## Begin

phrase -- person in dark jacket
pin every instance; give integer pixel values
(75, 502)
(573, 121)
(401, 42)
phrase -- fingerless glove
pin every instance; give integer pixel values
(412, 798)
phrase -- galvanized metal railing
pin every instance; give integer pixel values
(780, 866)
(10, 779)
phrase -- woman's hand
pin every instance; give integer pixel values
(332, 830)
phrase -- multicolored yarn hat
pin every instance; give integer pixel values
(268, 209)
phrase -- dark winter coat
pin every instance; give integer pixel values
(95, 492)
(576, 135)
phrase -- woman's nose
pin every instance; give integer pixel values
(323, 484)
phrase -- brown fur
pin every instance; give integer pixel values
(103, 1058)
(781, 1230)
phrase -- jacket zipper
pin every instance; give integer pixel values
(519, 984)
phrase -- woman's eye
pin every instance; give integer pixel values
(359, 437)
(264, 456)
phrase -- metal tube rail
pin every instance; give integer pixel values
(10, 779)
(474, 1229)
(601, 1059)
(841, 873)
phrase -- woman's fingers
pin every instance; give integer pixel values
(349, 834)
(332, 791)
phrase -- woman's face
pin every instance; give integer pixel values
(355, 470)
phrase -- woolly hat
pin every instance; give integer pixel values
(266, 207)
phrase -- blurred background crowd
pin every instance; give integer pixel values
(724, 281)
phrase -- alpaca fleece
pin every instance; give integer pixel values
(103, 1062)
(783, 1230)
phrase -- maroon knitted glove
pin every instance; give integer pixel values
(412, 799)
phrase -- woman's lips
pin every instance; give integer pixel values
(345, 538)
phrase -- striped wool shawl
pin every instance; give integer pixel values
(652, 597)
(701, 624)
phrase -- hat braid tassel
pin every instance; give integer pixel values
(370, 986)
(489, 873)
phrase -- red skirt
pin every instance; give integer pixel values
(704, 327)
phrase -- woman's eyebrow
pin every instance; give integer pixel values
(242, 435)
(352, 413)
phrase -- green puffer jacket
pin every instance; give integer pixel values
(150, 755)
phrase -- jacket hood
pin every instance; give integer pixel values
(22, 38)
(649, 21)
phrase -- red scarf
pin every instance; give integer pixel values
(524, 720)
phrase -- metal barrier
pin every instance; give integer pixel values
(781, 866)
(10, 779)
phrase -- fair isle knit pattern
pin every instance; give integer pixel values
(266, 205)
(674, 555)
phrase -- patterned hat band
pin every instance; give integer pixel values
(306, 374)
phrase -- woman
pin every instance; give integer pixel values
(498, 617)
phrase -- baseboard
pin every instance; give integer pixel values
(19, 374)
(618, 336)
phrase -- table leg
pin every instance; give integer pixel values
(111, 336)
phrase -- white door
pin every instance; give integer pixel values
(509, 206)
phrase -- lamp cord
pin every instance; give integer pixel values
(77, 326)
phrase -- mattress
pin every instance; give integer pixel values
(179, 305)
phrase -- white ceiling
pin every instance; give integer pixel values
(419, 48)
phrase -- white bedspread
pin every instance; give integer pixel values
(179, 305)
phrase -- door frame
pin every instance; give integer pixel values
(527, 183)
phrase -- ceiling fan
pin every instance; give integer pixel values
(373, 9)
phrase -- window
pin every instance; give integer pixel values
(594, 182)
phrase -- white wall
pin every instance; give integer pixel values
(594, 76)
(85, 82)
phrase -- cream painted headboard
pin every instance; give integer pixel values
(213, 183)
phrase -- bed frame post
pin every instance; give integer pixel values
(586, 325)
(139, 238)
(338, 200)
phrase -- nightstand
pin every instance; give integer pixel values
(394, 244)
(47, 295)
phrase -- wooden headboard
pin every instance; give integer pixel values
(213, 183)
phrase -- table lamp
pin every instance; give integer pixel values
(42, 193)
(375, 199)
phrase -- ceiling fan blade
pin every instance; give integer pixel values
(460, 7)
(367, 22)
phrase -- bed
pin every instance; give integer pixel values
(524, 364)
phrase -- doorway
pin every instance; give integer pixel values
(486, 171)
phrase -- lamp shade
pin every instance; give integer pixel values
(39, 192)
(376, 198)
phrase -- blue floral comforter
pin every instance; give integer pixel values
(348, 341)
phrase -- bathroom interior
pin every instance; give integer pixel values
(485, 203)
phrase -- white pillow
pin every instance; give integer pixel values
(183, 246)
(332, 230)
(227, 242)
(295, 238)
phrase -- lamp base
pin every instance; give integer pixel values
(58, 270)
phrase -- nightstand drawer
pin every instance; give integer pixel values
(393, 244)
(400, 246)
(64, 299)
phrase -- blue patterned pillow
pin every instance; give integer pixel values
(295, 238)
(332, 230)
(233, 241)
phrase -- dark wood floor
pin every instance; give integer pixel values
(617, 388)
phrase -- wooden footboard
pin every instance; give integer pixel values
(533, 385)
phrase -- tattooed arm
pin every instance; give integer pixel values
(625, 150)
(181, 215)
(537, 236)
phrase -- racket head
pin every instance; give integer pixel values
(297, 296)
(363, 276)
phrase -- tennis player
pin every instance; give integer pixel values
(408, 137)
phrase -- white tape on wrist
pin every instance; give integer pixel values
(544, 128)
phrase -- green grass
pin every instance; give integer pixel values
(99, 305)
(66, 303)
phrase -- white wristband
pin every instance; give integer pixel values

## End

Set task. Copy out every item above word for word, with nothing changed or left out.

Exercise response.
phrase -- person in dark jacket
pin every instance; give integer pixel values
(75, 502)
(573, 121)
(401, 42)
phrase -- fingerless glove
pin every instance; give integer pixel values
(412, 798)
phrase -- galvanized metal railing
pin every instance; give integer pixel values
(780, 866)
(10, 779)
phrase -- woman's hand
pin every instance; give integer pixel values
(332, 830)
phrase -- multicolored yarn hat
pin every instance; give integer pixel values
(268, 209)
phrase -- dark winter coat
pin every instance; give integer pixel values
(95, 492)
(576, 135)
phrase -- woman's nose
pin every instance; give integer pixel values
(323, 484)
phrase -- brown fur
pin every instance; give integer pixel values
(103, 1058)
(781, 1230)
phrase -- jacket zipper
pin every instance; give integer pixel values
(519, 984)
phrase -- woman's eye
pin every instance; give integer pixel values
(359, 437)
(264, 456)
phrase -- metal tube rail
pin every instance; give integer pixel values
(10, 779)
(474, 1229)
(601, 1059)
(841, 873)
phrase -- woman's fingers
pin every instance; give integer pixel values
(349, 834)
(332, 791)
phrase -- woman's face
pin every instance; give integer pixel values
(355, 470)
phrase -- woolly hat
pin every instance; give integer pixel values
(266, 207)
phrase -- blurred background crowd
pin every instance; give integer pixel values
(724, 281)
phrase -- alpaca fleece
pin every instance; give integer pixel values
(103, 1062)
(783, 1230)
phrase -- maroon knitted glove
pin every instance; give integer pixel values
(412, 799)
phrase -- woman's lips
pin every instance; give integer pixel values
(345, 538)
phrase -- striped wool shawl
pin every instance; give integer pixel values
(652, 597)
(701, 624)
phrase -- hat braid tassel
pin every instance; give integer pixel values
(370, 986)
(489, 873)
phrase -- red skirt
pin every instance; give integer pixel values
(704, 327)
phrase -- woman's eyebrow
pin every instance; give integer pixel values
(242, 435)
(352, 413)
phrase -- green puffer jacket
pin every instance; give integer pixel values
(150, 755)
phrase -- jacket hood
pin every instance; give integer pixel values
(22, 38)
(649, 21)
phrase -- red scarf
pin every instance; give integer pixel values
(524, 720)
phrase -- metal barrier
pin every instance; give integer pixel values
(781, 866)
(10, 779)
phrase -- fair isle knit pattern
pin every instance; give integer pixel values
(266, 205)
(674, 555)
phrase -- patterned hat band
pin every instance; give integer pixel values
(306, 374)
phrase -- woman
pin every instance; give integer pixel values
(498, 617)
phrase -- baseboard
pin every instance; give integer pixel values
(19, 374)
(618, 336)
phrase -- table leg
pin every instance; give integer pixel values
(111, 336)
phrase -- white door
pin every instance; give integer pixel values
(509, 206)
phrase -- lamp cord
pin every instance; give integer pixel values
(77, 326)
phrase -- mattress
pin every instance; give integer pixel values
(179, 305)
phrase -- white ceiling
pin every instance; give integer pixel values
(419, 48)
phrase -- white bedspread
pin every instance; give integer pixel values
(179, 305)
phrase -- door frame
pin every instance; give integer pixel values
(527, 183)
phrase -- ceiling fan
pin every instance; give integer pixel values
(373, 9)
phrase -- window
pin every instance; give integer pixel values
(594, 182)
phrase -- white wall
pin every instance; give integer pixel values
(594, 76)
(85, 82)
phrase -- cream painted headboard
pin every instance; give integer pixel values
(213, 183)
phrase -- bed frame post
pin every instance; give integer pixel values
(586, 325)
(139, 238)
(338, 200)
phrase -- nightstand
pin every instance; give integer pixel values
(394, 244)
(47, 295)
phrase -- wooden headboard
pin every instance; give integer pixel values
(213, 183)
phrase -- table lamp
pin every instance; give integer pixel values
(42, 193)
(375, 199)
phrase -- ceiling fan blade
pin every instance; give integer pixel values
(460, 7)
(367, 22)
phrase -- bed
pin every instance; give integer pixel values
(524, 364)
phrase -- doorway
pin every instance; give integer pixel values
(486, 171)
phrase -- lamp shade
pin every instance; give integer pixel values
(39, 192)
(376, 198)
phrase -- blue floral comforter
pin every instance; give integer pixel values
(348, 341)
phrase -- bathroom interior
pin every instance; give integer pixel values
(485, 203)
phrase -- white pillow
pin every instance; give integer pixel values
(183, 246)
(332, 230)
(227, 242)
(295, 238)
phrase -- lamp base
pin every instance; give integer pixel values
(58, 270)
phrase -- nightstand drawer
pin every instance; give integer pixel values
(393, 244)
(400, 246)
(64, 299)
phrase -- blue patterned pillow
pin every instance; give integer pixel values
(295, 238)
(332, 230)
(233, 241)
phrase -- dark wood floor
pin every instance; give integer pixel values
(617, 388)
phrase -- wooden footboard
pin every instance; give integer pixel values
(533, 385)
phrase -- tattooed arm
pin every instance; give integer pixel values
(625, 150)
(181, 215)
(537, 236)
phrase -- racket head
pin every instance; give integer pixel values
(297, 296)
(363, 276)
phrase -- tennis player
pin every instance; give integer pixel values
(408, 137)
phrase -- white tape on wrist
pin every instance; give integer pixel values
(544, 128)
phrase -- green grass
pin every instance; give integer pixel values
(99, 305)
(66, 303)
phrase -- white wristband
pin every instance; give integer pixel values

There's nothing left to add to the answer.